■ **Aufgaben**
**1.** Fasse das Interview über VNG in zwei Sätzen zusammen.
**2.** Gib aus dem Interview über VNG die Passage von „VNG – ein ostdeutsches“ bis „des gesellschaftlichen Engagements.“ wortgetreu aus.

■ **Quellenauszug**
VNG – ein ostdeutsches Unternehmen mit Tradition und Zukunft
W+M sprach mit Bodo Rodestock, dem Vorstand Finanzen, Personal und IT der VNG AG, über die Entwicklung des Unternehmens, das durch den Lieferstopp russischen Erdgases 2022 vor große Probleme gestellt wurde, über die Energiewende und Fragen des gesellschaftlichen Engagements.
W+M: Herr Rodestock, Sie sind VNG-Vorstand Finanzen, Personal & IT. Ist das eine gute Kombination?
Bodo Rodestock: Was auf den ersten Blick vielleicht wie eine eigenartige Zusammensetzung erscheint, ist für mich eine interessante und spannende Kombination aus zentralen Fäden für die Steuerung und Weiterentwicklung des Unternehmens. Dabei ist die finanzielle Steuerung nur ein wesentlicher Teil. Der Bereich Personal ist gerade in den letzten Jahren immer bedeutsamer geworden, denn ohne die richtigen Fachkräfte, eine klare Personalstrategie und das Zusammenführen mit der IT ist der Transformationsprozess nicht zu schaffen.
W+M: Mit dem Aus für russisches Erdgas geriet die VNG 2022 in eine existenzielle Krise. Wie haben sie sie bewältigt?
Bodo Rodestock: Das Jahr 2022 war für VNG eine echte Herausforderung! Wir mussten nach Einstellung der russischen Lieferungen extrem hohe Ersatzbeschaffungskosten stemmen, um die weggefallenen russischen Gasmengen zu kompensieren. Als systemrelevantes Unternehmen der Gaswirtschaft stand dahinter unser gesellschaftlicher Auftrag der Versorgungssicherheit. Das hat uns in eine beispiellose finanzielle Situation gebracht. Ende 2022 konnten wir uns aber wirtschaftlich und finanziell wieder solide aufstellen. Wesentliche Schritte dafür waren eine Einigung mit einem Vorlieferanten sowie mit der Bundesregierung im Zusammenhang mit den hohen Ersatzbeschaffungskosten und eine Eigenkapitalerhöhung durch unsere Aktionäre. Dank dieser Stabilisierungsmaßnahmen wurde VNG auch nicht verstaatlicht. Insgesamt sind wir so wirtschaftlich handlungsfähig geblieben und konnten jederzeit unsere Kunden zuverlässig zu den vertraglich vereinbarten Konditionen beliefern.

■ **Datenteil**
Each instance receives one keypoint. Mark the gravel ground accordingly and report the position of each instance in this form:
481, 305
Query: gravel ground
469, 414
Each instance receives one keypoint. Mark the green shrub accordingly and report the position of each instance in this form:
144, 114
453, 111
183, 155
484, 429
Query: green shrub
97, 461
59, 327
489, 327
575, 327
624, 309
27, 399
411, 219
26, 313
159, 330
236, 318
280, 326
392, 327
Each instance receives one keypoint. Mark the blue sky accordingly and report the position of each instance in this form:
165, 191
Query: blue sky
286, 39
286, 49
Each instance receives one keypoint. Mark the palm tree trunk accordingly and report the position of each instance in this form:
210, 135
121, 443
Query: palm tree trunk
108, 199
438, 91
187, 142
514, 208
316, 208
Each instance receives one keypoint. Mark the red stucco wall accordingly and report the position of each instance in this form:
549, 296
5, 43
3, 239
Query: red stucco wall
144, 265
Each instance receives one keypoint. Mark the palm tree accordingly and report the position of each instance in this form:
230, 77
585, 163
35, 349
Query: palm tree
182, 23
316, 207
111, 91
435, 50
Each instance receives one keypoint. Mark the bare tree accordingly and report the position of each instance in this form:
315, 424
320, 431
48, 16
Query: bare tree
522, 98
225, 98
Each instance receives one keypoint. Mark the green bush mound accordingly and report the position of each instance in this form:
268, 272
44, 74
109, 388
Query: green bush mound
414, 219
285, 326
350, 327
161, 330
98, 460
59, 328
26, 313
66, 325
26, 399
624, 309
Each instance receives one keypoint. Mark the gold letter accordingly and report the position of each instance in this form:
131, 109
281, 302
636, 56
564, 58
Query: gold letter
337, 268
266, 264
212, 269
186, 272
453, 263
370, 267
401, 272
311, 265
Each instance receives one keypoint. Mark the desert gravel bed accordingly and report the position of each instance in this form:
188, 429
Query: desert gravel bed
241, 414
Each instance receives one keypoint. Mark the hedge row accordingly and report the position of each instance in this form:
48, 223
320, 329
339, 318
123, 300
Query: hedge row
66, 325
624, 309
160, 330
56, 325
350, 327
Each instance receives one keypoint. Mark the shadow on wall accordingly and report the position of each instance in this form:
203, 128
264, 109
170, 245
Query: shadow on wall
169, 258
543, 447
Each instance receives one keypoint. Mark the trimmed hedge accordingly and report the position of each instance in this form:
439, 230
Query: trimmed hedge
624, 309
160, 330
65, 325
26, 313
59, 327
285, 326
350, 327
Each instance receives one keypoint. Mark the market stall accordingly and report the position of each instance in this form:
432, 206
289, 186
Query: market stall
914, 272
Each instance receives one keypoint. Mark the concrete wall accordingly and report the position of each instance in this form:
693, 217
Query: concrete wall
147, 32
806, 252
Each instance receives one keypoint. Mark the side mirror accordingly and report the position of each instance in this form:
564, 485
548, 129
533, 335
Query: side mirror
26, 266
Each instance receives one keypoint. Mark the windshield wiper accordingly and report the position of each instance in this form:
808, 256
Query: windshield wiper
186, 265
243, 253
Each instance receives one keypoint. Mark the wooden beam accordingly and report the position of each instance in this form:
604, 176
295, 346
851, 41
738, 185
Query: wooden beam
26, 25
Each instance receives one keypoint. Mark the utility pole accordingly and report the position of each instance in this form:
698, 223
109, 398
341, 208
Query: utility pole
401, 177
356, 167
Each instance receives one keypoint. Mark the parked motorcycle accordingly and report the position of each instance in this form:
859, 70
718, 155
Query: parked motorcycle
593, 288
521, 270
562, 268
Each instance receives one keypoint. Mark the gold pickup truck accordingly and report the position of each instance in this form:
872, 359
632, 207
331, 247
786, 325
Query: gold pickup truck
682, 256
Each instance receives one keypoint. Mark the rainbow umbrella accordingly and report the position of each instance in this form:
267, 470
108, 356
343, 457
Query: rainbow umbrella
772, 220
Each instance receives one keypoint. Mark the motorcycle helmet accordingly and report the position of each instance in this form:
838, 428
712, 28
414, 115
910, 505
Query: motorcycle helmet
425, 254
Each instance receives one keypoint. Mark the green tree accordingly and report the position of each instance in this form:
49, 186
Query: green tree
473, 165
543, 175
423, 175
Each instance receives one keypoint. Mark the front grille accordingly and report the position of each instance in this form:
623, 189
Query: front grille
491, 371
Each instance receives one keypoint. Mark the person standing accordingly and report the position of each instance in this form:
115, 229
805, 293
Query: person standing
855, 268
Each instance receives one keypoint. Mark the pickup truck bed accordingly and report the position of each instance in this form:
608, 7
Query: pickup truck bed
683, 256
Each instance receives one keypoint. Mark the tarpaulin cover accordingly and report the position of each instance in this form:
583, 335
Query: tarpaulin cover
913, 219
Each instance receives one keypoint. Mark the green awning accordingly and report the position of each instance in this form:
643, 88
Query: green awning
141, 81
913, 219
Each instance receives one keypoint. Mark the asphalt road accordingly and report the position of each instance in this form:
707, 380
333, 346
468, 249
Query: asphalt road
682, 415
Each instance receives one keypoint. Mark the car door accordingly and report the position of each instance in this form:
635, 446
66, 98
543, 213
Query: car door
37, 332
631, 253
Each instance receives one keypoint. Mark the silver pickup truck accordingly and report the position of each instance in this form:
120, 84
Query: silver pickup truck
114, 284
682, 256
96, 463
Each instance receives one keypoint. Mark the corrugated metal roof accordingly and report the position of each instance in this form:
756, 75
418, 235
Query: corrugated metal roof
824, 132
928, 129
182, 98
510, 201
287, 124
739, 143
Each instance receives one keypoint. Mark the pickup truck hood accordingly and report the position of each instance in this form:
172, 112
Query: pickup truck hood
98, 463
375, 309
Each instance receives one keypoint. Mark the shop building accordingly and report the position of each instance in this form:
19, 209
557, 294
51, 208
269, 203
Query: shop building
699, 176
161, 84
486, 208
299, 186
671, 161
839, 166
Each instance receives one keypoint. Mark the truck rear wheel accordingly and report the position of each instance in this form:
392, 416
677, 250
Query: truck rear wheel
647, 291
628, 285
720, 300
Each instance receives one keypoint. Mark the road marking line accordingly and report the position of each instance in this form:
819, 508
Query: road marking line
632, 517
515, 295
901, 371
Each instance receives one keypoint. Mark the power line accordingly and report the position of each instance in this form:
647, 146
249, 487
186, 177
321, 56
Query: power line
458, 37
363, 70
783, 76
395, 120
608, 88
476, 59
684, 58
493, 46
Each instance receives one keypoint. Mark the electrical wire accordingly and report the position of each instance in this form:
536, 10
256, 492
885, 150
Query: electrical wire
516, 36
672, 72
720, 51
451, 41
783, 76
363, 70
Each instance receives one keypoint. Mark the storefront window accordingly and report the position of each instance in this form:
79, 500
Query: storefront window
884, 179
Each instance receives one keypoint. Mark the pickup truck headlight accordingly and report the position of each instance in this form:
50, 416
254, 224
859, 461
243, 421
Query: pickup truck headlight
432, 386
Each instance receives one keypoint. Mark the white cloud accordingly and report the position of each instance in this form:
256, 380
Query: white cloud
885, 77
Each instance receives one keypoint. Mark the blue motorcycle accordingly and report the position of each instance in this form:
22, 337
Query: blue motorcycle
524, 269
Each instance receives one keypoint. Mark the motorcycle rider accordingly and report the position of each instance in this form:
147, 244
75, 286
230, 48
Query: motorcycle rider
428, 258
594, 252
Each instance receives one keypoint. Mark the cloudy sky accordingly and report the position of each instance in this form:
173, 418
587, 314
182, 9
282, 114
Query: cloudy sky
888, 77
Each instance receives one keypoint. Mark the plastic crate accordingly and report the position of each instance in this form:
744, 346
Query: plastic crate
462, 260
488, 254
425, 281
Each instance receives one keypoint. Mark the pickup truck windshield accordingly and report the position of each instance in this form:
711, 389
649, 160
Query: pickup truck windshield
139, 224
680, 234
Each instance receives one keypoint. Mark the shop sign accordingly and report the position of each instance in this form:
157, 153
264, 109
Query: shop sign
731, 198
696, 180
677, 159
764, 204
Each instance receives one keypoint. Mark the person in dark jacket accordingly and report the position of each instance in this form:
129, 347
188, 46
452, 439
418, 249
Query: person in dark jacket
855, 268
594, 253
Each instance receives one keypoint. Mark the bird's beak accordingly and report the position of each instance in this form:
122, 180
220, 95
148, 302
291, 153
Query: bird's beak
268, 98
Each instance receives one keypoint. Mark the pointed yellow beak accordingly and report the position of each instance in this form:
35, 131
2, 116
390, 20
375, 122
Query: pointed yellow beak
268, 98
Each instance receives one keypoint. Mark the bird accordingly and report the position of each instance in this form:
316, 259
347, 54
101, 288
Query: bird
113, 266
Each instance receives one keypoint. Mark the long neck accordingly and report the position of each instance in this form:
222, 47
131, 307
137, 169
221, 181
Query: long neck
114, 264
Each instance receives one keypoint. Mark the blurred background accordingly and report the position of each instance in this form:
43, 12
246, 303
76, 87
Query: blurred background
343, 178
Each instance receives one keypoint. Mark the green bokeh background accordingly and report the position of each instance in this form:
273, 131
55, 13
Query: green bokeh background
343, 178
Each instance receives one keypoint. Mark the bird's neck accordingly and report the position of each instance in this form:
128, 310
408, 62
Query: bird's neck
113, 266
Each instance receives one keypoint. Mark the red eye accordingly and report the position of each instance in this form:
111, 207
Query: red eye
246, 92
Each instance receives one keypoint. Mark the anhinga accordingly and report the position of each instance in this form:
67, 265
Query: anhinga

■ **Antworten**
**1.** Im Gespräch mit W+M bezeichnet Bodo Rodestock, Vorstand Finanzen, Personal und IT der VNG AG, seine Zuständigkeiten als spannende Kombination und betont, dass der Transformationsprozess ohne die richtigen Fachkräfte, eine klare Personalstrategie und das Zusammenführen mit der IT nicht zu schaffen sei. Nach dem Stopp der russischen Gaslieferungen 2022 musste VNG extrem hohe Ersatzbeschaffungskosten tragen, stellte sich aber bis Ende 2022 durch eine Einigung mit einem Vorlieferanten und der Bundesregierung sowie eine Eigenkapitalerhöhung durch die Aktionäre wieder solide auf und wurde nicht verstaatlicht.

**2.**
VNG – ein ostdeutsches Unternehmen mit Tradition und Zukunft
W+M sprach mit Bodo Rodestock, dem Vorstand Finanzen, Personal und IT der VNG AG, über die Entwicklung des Unternehmens, das durch den Lieferstopp russischen Erdgases 2022 vor große Probleme gestellt wurde, über die Energiewende und Fragen des gesellschaftlichen Engagements.